◆ **TASK**
Repeat the lines beginning at the one with "in black dress" and running to the end of the material, keeping the first and last of them, exactly as they appear.

— Begin EXTRACTED MATERIAL —

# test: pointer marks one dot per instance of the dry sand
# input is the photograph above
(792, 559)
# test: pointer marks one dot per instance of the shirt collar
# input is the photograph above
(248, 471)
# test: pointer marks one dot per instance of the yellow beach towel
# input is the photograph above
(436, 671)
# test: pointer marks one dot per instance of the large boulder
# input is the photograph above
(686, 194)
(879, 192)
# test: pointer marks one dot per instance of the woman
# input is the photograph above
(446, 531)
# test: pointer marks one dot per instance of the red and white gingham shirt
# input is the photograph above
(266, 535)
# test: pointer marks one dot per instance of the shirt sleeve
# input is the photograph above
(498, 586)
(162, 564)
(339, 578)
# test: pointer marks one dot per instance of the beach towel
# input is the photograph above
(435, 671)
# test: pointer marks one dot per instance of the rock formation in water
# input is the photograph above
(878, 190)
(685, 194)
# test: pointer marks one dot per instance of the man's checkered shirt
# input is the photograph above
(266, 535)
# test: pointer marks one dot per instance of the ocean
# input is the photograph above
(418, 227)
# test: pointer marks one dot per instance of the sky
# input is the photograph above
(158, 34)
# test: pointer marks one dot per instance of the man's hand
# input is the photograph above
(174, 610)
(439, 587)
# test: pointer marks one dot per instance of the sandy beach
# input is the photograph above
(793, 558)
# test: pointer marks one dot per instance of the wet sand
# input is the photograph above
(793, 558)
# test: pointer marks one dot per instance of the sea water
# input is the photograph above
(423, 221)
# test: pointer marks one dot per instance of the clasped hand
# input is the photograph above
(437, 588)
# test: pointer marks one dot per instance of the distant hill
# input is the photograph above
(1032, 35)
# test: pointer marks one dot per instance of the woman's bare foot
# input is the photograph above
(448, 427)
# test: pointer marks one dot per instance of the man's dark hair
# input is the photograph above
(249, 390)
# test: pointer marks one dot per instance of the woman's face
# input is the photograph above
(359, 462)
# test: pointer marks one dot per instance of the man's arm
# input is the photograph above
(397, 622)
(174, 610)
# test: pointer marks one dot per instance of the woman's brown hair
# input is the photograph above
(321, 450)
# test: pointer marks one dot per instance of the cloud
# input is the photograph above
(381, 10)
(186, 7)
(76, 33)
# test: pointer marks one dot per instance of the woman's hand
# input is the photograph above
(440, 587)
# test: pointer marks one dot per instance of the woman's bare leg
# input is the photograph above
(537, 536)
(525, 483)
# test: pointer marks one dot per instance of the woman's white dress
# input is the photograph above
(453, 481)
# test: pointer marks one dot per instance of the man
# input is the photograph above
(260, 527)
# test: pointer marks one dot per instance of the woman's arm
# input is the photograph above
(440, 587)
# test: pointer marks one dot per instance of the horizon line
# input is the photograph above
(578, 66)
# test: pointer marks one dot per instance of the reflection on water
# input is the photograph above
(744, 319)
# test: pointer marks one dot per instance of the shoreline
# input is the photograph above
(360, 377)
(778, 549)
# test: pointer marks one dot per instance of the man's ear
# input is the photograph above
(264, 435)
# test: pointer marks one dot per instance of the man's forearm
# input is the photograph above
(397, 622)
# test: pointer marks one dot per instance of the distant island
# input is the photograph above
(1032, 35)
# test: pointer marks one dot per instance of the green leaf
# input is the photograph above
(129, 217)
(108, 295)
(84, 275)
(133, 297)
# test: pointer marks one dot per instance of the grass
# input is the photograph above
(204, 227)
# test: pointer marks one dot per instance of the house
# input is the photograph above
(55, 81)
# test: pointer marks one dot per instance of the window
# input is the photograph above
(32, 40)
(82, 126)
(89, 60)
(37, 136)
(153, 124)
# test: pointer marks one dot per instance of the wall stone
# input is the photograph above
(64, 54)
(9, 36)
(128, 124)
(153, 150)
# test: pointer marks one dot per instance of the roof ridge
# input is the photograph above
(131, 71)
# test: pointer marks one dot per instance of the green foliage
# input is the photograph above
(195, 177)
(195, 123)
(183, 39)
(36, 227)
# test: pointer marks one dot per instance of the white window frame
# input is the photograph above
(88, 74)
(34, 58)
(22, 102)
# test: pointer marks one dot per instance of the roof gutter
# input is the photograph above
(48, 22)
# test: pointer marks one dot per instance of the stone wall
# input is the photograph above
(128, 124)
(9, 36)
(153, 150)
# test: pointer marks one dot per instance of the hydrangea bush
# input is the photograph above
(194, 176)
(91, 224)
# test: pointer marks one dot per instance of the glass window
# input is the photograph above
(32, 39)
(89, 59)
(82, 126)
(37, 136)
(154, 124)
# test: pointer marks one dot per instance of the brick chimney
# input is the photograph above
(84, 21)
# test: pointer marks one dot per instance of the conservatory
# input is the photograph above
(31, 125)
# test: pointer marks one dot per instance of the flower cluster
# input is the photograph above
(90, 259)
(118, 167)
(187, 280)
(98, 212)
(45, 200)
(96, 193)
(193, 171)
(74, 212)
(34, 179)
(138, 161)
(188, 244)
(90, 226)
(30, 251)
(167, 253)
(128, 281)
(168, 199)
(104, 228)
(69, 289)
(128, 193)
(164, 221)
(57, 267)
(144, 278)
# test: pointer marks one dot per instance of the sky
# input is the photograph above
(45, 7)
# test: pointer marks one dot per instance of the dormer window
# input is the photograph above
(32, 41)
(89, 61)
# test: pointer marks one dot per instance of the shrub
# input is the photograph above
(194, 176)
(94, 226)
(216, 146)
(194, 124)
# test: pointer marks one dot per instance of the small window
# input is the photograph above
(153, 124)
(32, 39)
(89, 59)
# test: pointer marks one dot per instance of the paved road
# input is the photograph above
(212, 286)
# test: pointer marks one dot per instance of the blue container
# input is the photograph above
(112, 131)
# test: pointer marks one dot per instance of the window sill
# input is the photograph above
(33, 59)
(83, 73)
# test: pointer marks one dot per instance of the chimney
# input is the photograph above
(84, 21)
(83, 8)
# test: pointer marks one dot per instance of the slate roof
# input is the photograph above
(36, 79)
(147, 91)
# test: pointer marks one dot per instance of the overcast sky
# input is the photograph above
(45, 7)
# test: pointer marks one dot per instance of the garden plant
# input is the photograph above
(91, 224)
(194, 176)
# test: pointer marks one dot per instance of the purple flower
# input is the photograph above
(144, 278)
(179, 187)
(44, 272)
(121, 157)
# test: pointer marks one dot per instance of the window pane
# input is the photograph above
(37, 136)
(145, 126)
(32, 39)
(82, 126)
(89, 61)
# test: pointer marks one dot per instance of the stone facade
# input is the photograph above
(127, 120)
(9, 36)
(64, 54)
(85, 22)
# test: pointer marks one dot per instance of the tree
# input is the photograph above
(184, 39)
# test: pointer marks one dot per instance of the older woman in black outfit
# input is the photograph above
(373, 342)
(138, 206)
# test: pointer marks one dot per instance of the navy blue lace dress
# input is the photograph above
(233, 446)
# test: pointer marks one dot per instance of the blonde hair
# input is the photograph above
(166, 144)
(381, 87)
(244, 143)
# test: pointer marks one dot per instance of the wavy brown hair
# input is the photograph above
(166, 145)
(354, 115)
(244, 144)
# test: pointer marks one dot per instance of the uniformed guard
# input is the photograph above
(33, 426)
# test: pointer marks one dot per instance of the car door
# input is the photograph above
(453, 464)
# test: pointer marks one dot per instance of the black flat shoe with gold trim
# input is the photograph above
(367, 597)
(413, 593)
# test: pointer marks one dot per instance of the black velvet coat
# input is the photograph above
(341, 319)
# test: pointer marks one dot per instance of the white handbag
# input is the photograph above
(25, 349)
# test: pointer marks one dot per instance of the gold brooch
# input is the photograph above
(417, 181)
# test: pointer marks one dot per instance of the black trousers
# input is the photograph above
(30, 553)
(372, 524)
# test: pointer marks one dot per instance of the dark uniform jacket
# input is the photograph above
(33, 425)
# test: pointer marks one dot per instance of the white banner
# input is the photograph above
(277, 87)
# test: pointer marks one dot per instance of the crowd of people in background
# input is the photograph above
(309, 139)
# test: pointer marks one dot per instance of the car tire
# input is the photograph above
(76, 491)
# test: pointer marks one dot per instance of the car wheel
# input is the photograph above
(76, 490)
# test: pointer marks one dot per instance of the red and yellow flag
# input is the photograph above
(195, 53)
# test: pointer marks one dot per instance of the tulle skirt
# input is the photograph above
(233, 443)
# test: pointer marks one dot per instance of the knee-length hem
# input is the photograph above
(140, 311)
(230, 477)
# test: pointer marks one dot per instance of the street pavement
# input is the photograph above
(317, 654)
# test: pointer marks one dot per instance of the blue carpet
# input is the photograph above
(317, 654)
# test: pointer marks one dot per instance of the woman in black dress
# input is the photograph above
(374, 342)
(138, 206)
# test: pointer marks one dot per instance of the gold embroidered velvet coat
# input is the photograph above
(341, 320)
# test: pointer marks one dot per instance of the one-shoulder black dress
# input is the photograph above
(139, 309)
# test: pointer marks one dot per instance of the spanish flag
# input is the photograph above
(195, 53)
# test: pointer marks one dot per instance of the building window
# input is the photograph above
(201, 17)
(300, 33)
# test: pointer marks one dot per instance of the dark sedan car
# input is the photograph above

— End EXTRACTED MATERIAL —

◆ **EXERCISE SOLUTION**
# test: pointer marks one dot per instance of the woman in black dress
# input is the photograph above
(374, 342)
(138, 206)
# test: pointer marks one dot per instance of the gold embroidered velvet coat
# input is the photograph above
(341, 320)
# test: pointer marks one dot per instance of the one-shoulder black dress
# input is the photograph above
(139, 309)
# test: pointer marks one dot per instance of the spanish flag
# input is the photograph above
(195, 53)
# test: pointer marks one dot per instance of the building window
# input is the photograph above
(201, 17)
(300, 33)
# test: pointer marks one dot per instance of the dark sedan car
# input is the photograph above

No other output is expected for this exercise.